PROBLEMS TO SOLVE:
1: Copy the stretch from "But Ensure doesn't" through "us from ourselves." in the forum thread about meal-replacement drinks, word for word.
2: Write what follows the last line of the forum thread about meal-replacement drinks.

But Ensure doesn't let you scream, "IT'S PEOPLE!" before you drink dinner.
(Score: 2) by sjames on Tuesday May 06 2014, @11:47PM
Ensure is a supplement. At 250 calories/meal it will not support an active person.
(Score: 2) by JeanCroix on Tuesday May 06 2014, @03:08PM
(Score: 1) by lajos on Tuesday May 06 2014, @06:02PM
Hope they didn't use the "nutrition recommendations" from the morons that came up with the idea of the food pyramid (as in eating more carbs than anything else). Oh wait, they were not morons, just a bunch of corrupt politicians.
(Score: 2) by Reziac on Wednesday May 07 2014, @03:39AM
I'm looking at Ambrionite's nutrient chart, and wondering if that's sufficient to produce iron toxicity.
And there is no Alkibiades to come back and save us from ourselves.
(Score: 1) by darkfeline on Tuesday May 06 2014, @07:02PM
It's probably not a fair assessment, but Ambronite looks like any other prettily marketed useless or wishful-thinking startup, with a dash of organic fantasy added in. Natural != good. Good == good.
What Soylent has over Ambronite:
* FDA approval and official nutrient facts
* A number of people who have tested the product over the short and medium term.
* Open source recipe (you can source the components yourself and modify it if you want)

DATA SHOWN:
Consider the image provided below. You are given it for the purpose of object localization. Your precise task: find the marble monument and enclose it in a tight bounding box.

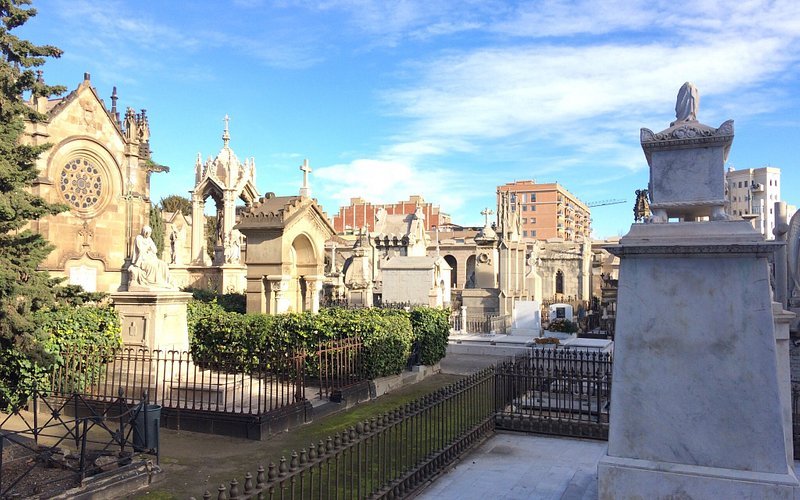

YOUR WRITTEN ANSWERS:
1:
But Ensure doesn't let you scream, "IT'S PEOPLE!" before you drink dinner.
(Score: 2) by sjames on Tuesday May 06 2014, @11:47PM
Ensure is a supplement. At 250 calories/meal it will not support an active person.
(Score: 2) by JeanCroix on Tuesday May 06 2014, @03:08PM
(Score: 1) by lajos on Tuesday May 06 2014, @06:02PM
Hope they didn't use the "nutrition recommendations" from the morons that came up with the idea of the food pyramid (as in eating more carbs than anything else). Oh wait, they were not morons, just a bunch of corrupt politicians.
(Score: 2) by Reziac on Wednesday May 07 2014, @03:39AM
I'm looking at Ambrionite's nutrient chart, and wondering if that's sufficient to produce iron toxicity.
And there is no Alkibiades to come back and save us from ourselves.

2:
* Sustainable? Soylent aimed to help solve/alleviate world hunger. Organic farming is not sustainable/efficient enough at current population levels. No problem of half the world starved to death though.
What Ambronite has over Soylent:
* All Natural!
* Organic!
Join the SDF Public Access UNIX System today!
(Score: 1) by Groonch on Tuesday May 06 2014, @07:20PM
"Organic farming is not sustainable/efficient enough at current population levels."
Not efficient enough, probably. That is, if we don't change any of our other habits, like eating meat. But the level of demand has nothing to do with whether organic farming is sustainable. In fact, sustainability is one advantage that organic farming has over non-organic farming. It doesn't require lots of artificial fertilizers made of finite, depletable resources. If done right, it conserves soil better than modern methods, and it doesn't turn the land into a toxic waste dump.